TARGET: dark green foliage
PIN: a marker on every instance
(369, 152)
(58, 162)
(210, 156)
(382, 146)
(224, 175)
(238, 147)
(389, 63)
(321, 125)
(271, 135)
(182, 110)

GIVEN PROBLEM
Rewrite all the records above line by line, request lines included. Scale each coordinate in the answer points by 0.95 and round to whole numbers, with halves going up.

PROBLEM SOLUTION
TARGET: dark green foliage
PIN: a marker on every instance
(351, 144)
(55, 154)
(200, 148)
(363, 139)
(213, 166)
(226, 140)
(370, 60)
(305, 119)
(257, 128)
(173, 105)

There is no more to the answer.